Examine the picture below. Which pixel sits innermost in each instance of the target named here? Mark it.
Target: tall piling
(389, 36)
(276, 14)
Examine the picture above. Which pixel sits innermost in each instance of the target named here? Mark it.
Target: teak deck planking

- - - - - - -

§ TASK TO CARRY OUT
Each record above should be output again exactly.

§ SOLUTION TO THIS EXERCISE
Examine the picture below. Which pixel sits innermost in each instance of the target named here? Mark it.
Target: tall piling
(389, 36)
(276, 14)
Examine the picture above. Which pixel sits innermost in each instance of the target named here? Mark it.
Target: teak deck planking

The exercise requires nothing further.